Your task => Line by line, set down all the data below exactly, omitting any picture.

Material for this task =>

· · · · ·

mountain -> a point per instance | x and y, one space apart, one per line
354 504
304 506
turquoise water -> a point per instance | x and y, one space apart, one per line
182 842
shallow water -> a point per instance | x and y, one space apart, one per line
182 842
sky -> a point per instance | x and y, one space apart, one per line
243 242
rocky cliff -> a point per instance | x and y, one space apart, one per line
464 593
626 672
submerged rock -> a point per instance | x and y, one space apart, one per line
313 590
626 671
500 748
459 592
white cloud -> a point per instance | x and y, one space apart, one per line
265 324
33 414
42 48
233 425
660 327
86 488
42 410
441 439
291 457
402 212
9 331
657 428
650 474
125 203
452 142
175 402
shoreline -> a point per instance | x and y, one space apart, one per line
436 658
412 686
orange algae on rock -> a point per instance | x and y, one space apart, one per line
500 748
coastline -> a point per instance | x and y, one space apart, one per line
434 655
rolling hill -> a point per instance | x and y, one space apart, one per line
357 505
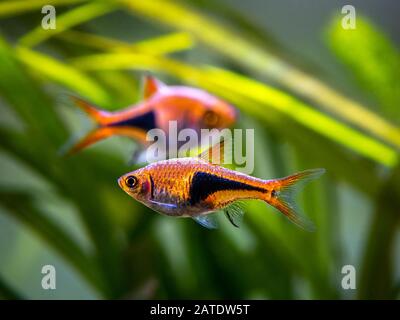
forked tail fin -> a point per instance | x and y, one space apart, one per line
101 118
285 189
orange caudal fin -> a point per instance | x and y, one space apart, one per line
282 197
101 117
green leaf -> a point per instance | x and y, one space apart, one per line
63 74
373 59
254 91
260 61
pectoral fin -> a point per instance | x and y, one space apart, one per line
234 213
209 221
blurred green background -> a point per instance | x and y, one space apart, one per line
317 95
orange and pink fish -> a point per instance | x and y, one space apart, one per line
196 188
189 107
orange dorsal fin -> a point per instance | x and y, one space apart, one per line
218 153
151 85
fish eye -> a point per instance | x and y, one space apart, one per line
131 181
211 118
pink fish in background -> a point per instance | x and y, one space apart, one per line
189 107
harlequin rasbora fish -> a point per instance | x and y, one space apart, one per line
195 188
190 107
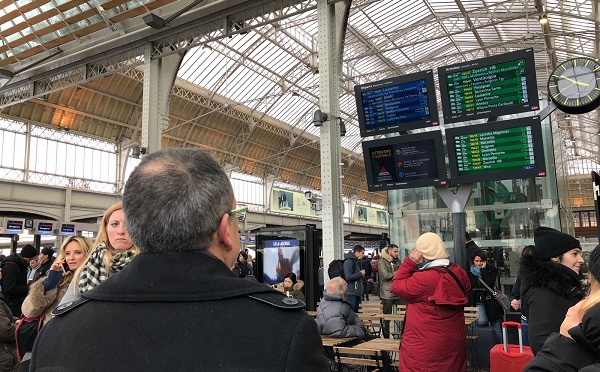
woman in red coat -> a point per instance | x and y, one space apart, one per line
434 335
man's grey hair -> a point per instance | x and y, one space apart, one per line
337 286
174 200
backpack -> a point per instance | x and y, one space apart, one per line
26 333
336 268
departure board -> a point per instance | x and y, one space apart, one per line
489 87
495 151
405 161
397 104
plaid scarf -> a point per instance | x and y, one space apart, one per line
94 271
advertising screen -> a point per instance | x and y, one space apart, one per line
496 151
408 161
67 229
280 257
489 87
14 226
397 104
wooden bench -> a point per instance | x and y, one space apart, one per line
357 356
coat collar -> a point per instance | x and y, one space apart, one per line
188 276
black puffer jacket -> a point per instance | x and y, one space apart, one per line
548 289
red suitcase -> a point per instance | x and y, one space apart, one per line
510 358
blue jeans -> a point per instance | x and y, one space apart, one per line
354 301
483 322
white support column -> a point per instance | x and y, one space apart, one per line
331 31
159 76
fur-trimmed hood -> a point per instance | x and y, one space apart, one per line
535 272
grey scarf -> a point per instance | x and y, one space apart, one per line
94 271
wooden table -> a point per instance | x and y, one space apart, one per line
382 344
335 341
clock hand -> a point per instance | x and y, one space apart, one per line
575 81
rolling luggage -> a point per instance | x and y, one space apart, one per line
510 358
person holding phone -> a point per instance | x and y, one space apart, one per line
45 294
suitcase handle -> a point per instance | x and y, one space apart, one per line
505 341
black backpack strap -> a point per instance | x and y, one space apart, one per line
455 278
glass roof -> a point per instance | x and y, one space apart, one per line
272 69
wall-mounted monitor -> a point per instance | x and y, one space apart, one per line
67 229
408 161
489 87
44 228
396 104
280 257
496 151
14 226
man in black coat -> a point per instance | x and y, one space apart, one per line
177 306
14 277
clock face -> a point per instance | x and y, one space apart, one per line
574 85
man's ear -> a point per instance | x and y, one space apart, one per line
223 232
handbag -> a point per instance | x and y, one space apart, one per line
502 299
26 333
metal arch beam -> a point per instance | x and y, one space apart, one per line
159 77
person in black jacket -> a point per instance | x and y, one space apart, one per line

· · · · ·

Response =>
mountain -> a point per instance | x and y, one space apart, one per line
354 504
304 506
turquoise water -> a point per instance | x and y, one space apart, one per line
182 842
shallow water -> a point per instance | x and y, one space apart, one per line
182 842
sky -> a point per instance | x and y, one space apart, one per line
243 242
rocky cliff -> a point per instance | x and y, one space apart, one per line
464 593
626 672
submerged rock -> a point per instance | x and y, one space apart, one per line
313 590
626 671
500 748
459 592
white cloud -> a point per instance | x and y, one space apart, one per line
265 324
33 414
42 48
233 425
660 327
86 488
42 410
441 439
291 457
402 212
9 331
657 428
650 474
125 203
452 142
175 402
shoreline -> a point per instance | x and y, one space apart, one per line
436 658
412 686
orange algae on rock -> a point per instance | x and y, one space apart, one per line
500 748
coastline -> a point per instance | x and y, one space apart, one per line
434 655
rolling hill -> a point per instance | x and y, one space apart, one per line
357 505
forked tail fin -> a point per instance | x and y, one space apart, one per line
101 118
285 189
orange caudal fin -> a point per instance | x and y, one space apart, one per line
282 197
101 117
green leaf -> a point per instance | x and y, one space apart, one per line
63 74
373 59
254 91
260 61
pectoral fin -> a point per instance | x and y, one space apart, one per line
234 213
209 221
blurred green background -> a point per instance | x and y, one space apart, one per line
317 95
orange and pink fish -> a point per instance | x and y, one space apart, one per line
196 188
189 107
orange dorsal fin -> a point per instance | x and y, one space apart, one per line
218 153
151 85
fish eye -> a point per instance | x and y, one space apart, one per line
131 181
211 118
pink fish in background -> a point per instance | x and y, one space apart, one per line
189 107
harlequin rasbora fish -> a point per instance | x and y, one space apart, one per line
195 188
190 107
woman in red coat -> a point per instance | x and y, one space apart, one per line
434 335
man's grey hair -> a point per instance | x and y, one space apart, one per line
337 286
174 200
backpack -> a point per instance | x and y, one space apart, one per line
26 333
336 268
departure board -> a point per instance | x and y, one space apart, one per line
489 87
495 151
405 161
397 104
plaid scarf -> a point per instance | x and y, one space apart, one per line
94 271
advertising screen -> a point per instance | x and y, one space apart, one per line
496 151
408 161
67 229
280 257
489 87
14 226
397 104
wooden bench -> a point per instance | x and y, one space apart, one per line
357 356
coat collar -> a point per instance | x and y, one space apart, one per line
188 276
black puffer jacket -> a point per instance | x and y, one space apart, one per line
548 289
red suitcase -> a point per instance | x and y, one space apart, one per line
510 358
blue jeans -> a point per instance | x and y, one space apart, one per line
354 301
483 322
white support column -> a point per instance | x and y, one space apart, one per line
331 31
159 76
fur-trimmed hood -> a point per instance | x and y, one space apart, one per line
535 272
grey scarf -> a point per instance | x and y, one space apart, one per line
94 271
wooden table -> a point per instance | x and y, one space apart, one per line
382 344
335 341
clock hand -> a point per instance | x and y, one space apart, one per line
575 81
rolling luggage -> a point per instance | x and y, one space apart, one per line
510 358
person holding phone -> a point per instance | x and y, one space apart, one per line
45 294
suitcase handle -> a point per instance | x and y, one space apart, one per line
505 341
black backpack strap -> a point per instance | x and y, one space apart, one per line
455 278
glass roof -> a point per instance | x and y, one space apart, one per line
272 69
wall-mounted monitor -> a point per instance | x and y, one space apart, one per line
67 229
408 161
489 87
44 228
396 104
280 257
496 151
14 226
man in black coat -> a point per instance | x and y, one space apart, one per line
177 306
14 277
clock face -> a point per instance | x and y, one space apart, one per line
574 85
man's ear -> a point per instance | x and y, one space apart, one per line
223 232
handbag -> a point per instance | x and y, one space apart, one per line
502 299
26 333
metal arch beam -> a point per instance | x and y, one space apart, one per line
159 77
person in black jacket -> a point per instance | x and y, one space apart, one per line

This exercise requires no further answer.